Material shown>

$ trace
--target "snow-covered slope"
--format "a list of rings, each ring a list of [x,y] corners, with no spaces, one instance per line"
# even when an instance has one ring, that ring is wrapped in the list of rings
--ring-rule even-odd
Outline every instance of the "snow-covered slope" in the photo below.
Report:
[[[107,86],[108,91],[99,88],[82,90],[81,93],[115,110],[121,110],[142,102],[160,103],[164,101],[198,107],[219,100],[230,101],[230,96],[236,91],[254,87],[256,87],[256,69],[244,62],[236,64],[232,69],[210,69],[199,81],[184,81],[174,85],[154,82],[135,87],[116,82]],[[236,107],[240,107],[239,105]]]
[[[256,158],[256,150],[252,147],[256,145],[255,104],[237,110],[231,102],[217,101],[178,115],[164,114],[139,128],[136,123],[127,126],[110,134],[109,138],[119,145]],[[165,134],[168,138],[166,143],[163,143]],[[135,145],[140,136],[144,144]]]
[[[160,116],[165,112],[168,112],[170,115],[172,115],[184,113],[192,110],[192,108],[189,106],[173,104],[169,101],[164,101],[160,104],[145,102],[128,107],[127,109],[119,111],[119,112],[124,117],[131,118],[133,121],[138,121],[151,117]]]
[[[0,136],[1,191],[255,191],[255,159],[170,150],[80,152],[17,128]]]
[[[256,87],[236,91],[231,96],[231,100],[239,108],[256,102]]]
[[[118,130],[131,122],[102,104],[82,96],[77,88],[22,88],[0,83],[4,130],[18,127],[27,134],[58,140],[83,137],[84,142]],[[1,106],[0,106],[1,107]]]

To be done>
Please count the lines of the records above that contain the string "covered", with case counting, and give only the number.

Task output>
2